▶ **What to work on**
A - Condense the paragraph of the blog excerpt on push presents and No Music Day that begins "I understand that the idea behind this" into a short bulleted list that keeps its main points.
B - Pick up the blog excerpt on push presents and No Music Day after its final sentence and extend it by a paragraph or two in the same voice.

▶ **Reading passage**

Content starts

Just goes to show you that womens' bodies are still acceptable cannon fodder in the war for dominance.

I weep for these two.

06 December 2007

More Like "Puke" Presents

So, there's this new trend called "push presents" that I learned about via Jezebel. Basically, a man gives his baby-mama an expensive piece of jewelry for birthing "his" child.

Gag me with a spoon.

I understand that the idea behind this is that the father doesn't have to go through nine months of weight gain, bodily distortion, stomach problems, incontinence, swollen hands and feet, mood swings, blah blah blah, so he shows his appreciation by throwing an expensive bauble into the mix. First off, women who don't want to bear children shouldn't be doing it, and second, isn't it a little stupid to spend money on jewelry when you're going to have expensive medical bills followed by the huge expense of raising a child?

Here's my idea of an awesome "push present" (and really, who thought up that godawful term?): how about the baby-daddy support you during pregnancy by not drinking, eating healthy, taking up some slack around the house while you're miserable. And then after the baby comes, take an equal share in childcare? That would be so much better than a damn ring.

02 December 2007

Enjoy the Silence? Please?

I'm really late getting to this Salon post, but I've been out of town and I'm just now getting caught up on my blog reading. Having a cold allows you to catch up on your reading. The article came at a very appropriate time of year: the holiday season. The article is about a movement in Britain, called No Music Day. As the graphic will show you, for one day no music is played, and we forget how pervasive background music has become in our everyday lives.

I am a music lover. I've played piano, cello, violin. I've been a classical ballet dancer, which requires a certain musical ear and appreciation. I love all types of music, and can even appreciate the art in tunes I don't particularly like. I am a music lover. But at this time of year the music that fills out everyday lives starts to make me a little stabby.

Content ends

▶ **Records supplied**
Content starts

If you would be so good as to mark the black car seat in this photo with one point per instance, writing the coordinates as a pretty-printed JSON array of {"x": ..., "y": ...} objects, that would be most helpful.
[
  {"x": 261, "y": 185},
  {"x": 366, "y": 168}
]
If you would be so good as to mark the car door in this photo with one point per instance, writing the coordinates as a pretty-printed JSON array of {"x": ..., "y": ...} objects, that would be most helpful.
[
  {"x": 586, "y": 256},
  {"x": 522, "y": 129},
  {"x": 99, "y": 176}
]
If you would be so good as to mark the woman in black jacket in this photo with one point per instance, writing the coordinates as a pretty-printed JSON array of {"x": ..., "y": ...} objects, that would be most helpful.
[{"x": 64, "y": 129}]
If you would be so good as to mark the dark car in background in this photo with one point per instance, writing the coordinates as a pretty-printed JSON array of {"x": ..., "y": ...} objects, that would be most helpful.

Content ends

▶ **Responses by item number**
A -
- The idea behind a push present is that the father skips nine months of weight gain, bodily distortion, stomach problems, incontinence, swollen hands and feet, and mood swings, so he shows his appreciation with an expensive piece of jewelry.
- Women who don't want to bear children shouldn't be doing it.
- Spending on jewelry seems foolish when expensive medical bills and the large cost of raising a child lie ahead.

B -
I used to love Christmas music, even though I'm not a religious person. To me, they used to symbolize an exciting time of year filled with friends, family, homecomings, good food, and gift-giving. The first time I'd hear a holiday tune in a store or on the radio, my heart jumped a bit at the anticipation of the holidays, that it was finally here. Then one Christmas after college I worked part time in retail to make some extra money. And I now have a strong aversion to holiday music. Working eight hour days listening to the same hour-long loop of Christmas music started making me a bit delirious. At night, while trying to fall asleep, I couldn't get the music out of my head. As I approached the shop for my shifts, I could hear the music wafting out of the front doors, and I would fill with dread.

Now, everywhere I go, I hear that dreadful noise, and it just puts me in a bad mood. I realize that this is a personal issue, but I've also noticed that just about everyone I know feels the same. Christmas music is no longer special or exciting, it's almost a hassle you must put up with for the last two (3? 4? Do I hear 6?) months of the year. I guess I'm just a scrooge. But this is something that needs to be examined more closely. In the name of consumerism, we have cheapened one of humanity's greatest artforms: music.